--- Material for this task Enclosed Below ---

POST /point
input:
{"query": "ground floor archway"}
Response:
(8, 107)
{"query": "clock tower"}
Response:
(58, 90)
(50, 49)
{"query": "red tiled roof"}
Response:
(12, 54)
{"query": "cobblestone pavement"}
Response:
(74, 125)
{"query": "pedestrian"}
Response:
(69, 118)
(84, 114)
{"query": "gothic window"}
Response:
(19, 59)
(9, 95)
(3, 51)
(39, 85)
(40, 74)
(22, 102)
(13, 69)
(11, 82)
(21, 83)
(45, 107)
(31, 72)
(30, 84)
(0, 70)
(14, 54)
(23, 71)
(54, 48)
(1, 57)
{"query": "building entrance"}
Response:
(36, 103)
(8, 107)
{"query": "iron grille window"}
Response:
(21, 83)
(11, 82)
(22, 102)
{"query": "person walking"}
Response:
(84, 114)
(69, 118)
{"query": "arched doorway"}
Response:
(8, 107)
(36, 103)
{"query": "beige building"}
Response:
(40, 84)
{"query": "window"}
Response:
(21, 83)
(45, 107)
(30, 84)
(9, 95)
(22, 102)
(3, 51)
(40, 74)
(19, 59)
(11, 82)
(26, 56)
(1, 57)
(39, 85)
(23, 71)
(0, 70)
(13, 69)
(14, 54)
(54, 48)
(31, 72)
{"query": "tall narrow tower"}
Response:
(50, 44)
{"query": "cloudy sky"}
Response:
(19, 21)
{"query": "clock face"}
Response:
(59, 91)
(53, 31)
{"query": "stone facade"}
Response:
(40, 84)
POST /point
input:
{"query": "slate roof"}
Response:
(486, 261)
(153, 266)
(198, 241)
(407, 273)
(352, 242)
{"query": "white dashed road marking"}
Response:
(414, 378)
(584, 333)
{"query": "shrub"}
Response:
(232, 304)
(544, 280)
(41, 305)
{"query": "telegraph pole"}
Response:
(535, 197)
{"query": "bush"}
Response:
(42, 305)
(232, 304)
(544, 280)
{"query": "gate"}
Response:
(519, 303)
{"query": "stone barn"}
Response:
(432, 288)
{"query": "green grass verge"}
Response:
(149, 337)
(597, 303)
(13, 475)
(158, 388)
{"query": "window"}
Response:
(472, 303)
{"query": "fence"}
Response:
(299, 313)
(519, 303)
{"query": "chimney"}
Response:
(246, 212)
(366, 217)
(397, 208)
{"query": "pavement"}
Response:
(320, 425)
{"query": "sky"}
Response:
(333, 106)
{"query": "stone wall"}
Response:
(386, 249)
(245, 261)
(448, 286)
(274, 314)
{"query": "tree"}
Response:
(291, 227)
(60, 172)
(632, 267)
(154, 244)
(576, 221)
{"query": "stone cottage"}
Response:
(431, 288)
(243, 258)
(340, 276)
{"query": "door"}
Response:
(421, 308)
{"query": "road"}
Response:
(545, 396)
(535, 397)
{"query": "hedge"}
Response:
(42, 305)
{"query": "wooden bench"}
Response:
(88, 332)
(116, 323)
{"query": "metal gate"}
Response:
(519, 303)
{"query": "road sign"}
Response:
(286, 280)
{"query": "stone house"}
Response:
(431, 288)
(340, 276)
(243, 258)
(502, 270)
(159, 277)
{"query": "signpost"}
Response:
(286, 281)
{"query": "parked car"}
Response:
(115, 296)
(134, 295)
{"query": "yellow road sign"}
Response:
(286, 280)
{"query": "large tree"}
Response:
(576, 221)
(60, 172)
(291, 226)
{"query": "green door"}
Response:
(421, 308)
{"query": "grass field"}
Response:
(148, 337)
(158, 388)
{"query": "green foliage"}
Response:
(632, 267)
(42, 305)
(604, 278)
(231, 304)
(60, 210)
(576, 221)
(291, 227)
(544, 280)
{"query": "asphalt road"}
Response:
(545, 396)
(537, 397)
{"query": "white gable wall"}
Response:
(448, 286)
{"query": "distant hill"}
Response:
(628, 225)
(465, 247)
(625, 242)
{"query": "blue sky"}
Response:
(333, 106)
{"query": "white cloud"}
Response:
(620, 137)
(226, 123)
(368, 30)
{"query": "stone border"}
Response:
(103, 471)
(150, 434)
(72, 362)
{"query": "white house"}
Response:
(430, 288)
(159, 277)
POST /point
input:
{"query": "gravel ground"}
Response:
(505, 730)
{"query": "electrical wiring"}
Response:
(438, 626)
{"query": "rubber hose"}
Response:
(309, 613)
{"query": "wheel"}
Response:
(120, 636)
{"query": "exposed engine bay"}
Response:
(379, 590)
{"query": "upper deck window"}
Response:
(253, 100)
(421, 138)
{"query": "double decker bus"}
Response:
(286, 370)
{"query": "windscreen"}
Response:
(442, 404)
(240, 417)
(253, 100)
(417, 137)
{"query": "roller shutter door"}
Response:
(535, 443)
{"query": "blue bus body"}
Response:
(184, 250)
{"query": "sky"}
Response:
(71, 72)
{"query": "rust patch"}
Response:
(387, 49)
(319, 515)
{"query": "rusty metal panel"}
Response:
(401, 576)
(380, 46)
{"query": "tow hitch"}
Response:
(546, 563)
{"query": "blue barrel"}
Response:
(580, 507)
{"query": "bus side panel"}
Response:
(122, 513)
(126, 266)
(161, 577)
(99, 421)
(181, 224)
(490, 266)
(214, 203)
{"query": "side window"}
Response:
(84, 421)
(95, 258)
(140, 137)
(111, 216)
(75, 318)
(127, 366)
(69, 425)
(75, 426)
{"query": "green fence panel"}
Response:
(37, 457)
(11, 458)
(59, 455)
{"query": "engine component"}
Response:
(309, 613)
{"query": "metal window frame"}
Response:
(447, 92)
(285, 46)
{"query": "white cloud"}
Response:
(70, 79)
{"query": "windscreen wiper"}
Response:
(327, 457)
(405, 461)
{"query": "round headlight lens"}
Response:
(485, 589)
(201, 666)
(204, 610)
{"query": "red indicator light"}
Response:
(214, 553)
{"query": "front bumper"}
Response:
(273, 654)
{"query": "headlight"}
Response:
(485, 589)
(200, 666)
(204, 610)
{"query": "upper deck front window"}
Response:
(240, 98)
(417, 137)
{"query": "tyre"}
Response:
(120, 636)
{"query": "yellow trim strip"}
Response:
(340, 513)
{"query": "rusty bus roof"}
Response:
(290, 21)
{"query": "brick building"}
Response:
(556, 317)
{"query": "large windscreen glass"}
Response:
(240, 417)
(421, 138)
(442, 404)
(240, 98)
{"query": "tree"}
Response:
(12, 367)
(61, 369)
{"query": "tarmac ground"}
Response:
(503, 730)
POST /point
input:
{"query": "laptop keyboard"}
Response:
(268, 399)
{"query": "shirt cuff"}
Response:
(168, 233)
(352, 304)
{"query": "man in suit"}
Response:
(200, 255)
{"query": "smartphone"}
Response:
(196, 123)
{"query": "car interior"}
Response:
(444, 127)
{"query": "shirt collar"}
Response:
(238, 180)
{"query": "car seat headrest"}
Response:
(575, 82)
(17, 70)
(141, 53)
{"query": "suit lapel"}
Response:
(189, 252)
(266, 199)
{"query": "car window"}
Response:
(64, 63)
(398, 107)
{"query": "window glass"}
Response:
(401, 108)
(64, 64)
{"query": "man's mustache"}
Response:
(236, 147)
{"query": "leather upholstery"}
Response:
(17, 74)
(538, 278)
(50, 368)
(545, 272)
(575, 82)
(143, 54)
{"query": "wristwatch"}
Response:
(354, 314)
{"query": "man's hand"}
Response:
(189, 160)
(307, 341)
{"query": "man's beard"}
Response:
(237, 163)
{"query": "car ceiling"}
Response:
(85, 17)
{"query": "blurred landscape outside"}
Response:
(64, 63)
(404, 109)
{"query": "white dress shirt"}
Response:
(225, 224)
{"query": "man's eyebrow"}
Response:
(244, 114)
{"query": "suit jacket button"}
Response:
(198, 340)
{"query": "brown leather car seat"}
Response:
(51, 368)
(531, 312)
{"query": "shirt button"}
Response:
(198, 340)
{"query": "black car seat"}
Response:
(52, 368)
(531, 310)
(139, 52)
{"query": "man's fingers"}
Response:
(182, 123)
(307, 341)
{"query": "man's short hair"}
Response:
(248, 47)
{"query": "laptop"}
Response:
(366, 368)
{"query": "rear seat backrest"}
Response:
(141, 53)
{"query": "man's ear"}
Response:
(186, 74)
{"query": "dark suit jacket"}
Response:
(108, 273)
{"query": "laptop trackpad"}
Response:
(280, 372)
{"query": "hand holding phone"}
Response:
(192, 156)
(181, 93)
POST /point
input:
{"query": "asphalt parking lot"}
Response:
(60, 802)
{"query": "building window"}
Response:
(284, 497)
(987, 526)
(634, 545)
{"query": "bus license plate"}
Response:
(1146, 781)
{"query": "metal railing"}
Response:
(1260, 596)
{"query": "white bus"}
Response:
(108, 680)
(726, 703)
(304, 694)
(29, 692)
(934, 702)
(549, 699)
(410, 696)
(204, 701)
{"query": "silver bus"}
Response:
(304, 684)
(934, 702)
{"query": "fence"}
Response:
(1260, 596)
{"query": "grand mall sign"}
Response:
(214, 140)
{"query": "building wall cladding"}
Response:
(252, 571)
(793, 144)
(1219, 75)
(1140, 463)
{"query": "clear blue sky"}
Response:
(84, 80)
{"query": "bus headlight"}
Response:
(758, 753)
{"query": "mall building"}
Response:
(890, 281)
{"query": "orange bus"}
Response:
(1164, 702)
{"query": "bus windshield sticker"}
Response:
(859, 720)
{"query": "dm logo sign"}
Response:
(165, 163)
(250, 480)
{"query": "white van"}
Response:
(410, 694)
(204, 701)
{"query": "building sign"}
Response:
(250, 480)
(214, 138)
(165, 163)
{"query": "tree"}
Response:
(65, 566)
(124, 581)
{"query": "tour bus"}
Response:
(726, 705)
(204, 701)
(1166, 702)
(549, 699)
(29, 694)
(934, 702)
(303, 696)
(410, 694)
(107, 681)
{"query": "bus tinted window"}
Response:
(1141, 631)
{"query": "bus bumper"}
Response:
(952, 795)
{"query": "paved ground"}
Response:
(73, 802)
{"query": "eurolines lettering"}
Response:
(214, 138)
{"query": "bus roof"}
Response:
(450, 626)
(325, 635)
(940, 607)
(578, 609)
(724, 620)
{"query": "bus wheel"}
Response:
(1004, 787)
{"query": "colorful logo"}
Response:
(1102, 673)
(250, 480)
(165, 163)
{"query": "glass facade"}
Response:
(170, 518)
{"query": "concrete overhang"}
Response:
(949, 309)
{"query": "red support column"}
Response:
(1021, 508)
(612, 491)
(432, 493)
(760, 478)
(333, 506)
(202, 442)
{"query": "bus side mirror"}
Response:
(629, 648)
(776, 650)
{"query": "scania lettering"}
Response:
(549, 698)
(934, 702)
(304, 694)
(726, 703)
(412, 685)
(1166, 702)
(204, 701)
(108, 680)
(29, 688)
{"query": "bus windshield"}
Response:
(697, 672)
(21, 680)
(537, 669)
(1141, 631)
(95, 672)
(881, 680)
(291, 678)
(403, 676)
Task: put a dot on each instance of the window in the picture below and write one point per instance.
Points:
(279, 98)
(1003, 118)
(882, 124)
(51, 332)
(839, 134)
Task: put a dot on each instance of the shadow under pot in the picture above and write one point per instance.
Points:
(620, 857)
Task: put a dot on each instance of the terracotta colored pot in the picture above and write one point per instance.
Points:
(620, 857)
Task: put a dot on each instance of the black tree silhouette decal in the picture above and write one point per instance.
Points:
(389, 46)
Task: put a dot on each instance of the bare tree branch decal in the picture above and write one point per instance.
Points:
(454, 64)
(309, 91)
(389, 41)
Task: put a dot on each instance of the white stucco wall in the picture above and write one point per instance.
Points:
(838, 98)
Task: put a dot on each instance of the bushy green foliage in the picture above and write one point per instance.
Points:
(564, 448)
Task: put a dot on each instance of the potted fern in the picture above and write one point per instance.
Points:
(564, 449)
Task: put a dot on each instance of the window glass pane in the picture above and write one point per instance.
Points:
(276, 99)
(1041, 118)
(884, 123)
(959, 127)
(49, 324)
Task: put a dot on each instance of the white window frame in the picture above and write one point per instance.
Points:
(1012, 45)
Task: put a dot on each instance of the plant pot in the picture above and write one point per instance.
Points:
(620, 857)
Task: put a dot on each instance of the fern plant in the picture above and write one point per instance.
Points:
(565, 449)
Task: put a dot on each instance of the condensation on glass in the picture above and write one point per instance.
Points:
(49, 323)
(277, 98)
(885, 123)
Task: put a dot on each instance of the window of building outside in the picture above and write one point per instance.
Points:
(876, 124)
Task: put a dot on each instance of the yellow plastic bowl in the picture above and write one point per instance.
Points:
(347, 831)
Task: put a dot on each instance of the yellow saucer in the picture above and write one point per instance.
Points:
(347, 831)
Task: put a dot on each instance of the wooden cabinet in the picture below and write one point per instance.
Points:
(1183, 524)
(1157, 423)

--- End of Enclosed Material for this task ---

§ **Problem details**: Please show every line above that includes the word "blue".

§ **Problem solution**:
{"query": "blue sky"}
{"query": "blue bus body"}
{"query": "blue barrel"}
{"query": "clear blue sky"}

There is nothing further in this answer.